▸ **INSTRUCTIONS TO FOLLOW**: Output the stretch of the material below from the line containing "Each instance of the curled" through the line containing "321), (72, 105)]", both included, as a JSON list of strings with one string per line and blank lines omitted.

▸ **DATASET EXTRACT**:
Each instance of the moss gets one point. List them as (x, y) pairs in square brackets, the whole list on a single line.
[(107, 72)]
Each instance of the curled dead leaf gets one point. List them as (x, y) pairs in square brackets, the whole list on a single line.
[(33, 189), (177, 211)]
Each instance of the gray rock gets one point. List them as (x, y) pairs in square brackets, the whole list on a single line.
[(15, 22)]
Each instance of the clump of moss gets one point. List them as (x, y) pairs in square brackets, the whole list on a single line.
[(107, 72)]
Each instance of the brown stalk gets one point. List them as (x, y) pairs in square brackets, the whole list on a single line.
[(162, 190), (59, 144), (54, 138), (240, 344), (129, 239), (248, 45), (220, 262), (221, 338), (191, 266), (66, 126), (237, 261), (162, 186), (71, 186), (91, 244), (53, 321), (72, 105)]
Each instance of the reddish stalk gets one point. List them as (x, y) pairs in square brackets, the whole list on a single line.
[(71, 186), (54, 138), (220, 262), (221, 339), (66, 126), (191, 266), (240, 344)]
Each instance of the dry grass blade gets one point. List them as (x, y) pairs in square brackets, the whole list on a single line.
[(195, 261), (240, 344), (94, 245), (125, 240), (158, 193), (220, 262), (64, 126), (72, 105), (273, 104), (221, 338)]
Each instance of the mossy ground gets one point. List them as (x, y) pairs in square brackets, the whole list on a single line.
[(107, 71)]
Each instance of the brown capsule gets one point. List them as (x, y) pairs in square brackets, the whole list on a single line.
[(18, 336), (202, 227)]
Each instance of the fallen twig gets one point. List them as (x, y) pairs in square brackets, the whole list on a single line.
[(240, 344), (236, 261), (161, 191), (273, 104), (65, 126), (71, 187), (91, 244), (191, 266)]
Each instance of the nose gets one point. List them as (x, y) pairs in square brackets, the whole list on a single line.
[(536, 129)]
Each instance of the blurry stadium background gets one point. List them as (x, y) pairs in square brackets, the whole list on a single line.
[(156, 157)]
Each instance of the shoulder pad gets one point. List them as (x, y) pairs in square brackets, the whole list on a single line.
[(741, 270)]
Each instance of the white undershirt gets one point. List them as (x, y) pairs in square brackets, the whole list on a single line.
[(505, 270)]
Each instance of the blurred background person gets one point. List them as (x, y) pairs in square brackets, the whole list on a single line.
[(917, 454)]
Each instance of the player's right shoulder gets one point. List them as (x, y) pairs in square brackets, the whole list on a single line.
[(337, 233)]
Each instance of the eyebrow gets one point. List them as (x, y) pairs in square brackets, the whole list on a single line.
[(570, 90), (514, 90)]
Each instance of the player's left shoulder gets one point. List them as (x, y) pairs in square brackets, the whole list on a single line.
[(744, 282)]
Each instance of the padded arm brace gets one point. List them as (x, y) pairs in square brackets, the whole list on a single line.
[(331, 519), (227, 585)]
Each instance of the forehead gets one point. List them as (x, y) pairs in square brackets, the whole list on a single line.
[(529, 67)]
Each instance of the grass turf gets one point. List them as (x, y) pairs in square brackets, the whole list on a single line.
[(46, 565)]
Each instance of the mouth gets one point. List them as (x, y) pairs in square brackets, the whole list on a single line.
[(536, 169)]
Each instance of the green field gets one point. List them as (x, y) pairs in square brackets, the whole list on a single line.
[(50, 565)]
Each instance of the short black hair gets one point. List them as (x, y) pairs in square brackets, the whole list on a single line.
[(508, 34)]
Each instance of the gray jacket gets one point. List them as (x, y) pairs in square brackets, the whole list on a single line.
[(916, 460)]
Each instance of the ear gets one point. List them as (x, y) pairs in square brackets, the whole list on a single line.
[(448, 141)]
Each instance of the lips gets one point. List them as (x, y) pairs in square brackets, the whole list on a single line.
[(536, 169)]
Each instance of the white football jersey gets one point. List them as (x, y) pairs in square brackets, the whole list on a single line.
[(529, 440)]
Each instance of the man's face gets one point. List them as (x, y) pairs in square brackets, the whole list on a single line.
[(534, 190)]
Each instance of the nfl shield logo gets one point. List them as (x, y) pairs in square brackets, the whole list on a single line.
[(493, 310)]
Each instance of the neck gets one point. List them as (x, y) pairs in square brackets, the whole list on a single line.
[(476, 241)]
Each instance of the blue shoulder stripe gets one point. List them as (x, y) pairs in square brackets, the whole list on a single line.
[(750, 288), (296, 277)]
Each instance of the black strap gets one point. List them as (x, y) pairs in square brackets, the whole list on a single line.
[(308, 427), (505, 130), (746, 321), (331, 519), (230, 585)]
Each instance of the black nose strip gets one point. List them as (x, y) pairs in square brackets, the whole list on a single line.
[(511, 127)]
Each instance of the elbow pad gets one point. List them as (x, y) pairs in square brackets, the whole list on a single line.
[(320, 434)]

▸ **FULL RESPONSE**:
[
  "Each instance of the curled dead leaf gets one point. List them as (x, y) pairs in square brackets, the whole list on a single line.",
  "[(33, 189), (177, 211)]",
  "Each instance of the gray rock gets one point. List them as (x, y) pairs in square brackets, the whole list on a single line.",
  "[(15, 22)]",
  "Each instance of the clump of moss gets one point. List them as (x, y) pairs in square brackets, the whole list on a single line.",
  "[(107, 72)]",
  "Each instance of the brown stalk gets one point. List them as (x, y) pairs in square brackets, the whole list on a single line.",
  "[(162, 190), (59, 144), (54, 138), (240, 344), (129, 239), (248, 45), (220, 262), (221, 338), (191, 266), (66, 126), (237, 261), (162, 186), (71, 186), (91, 244), (53, 321), (72, 105)]"
]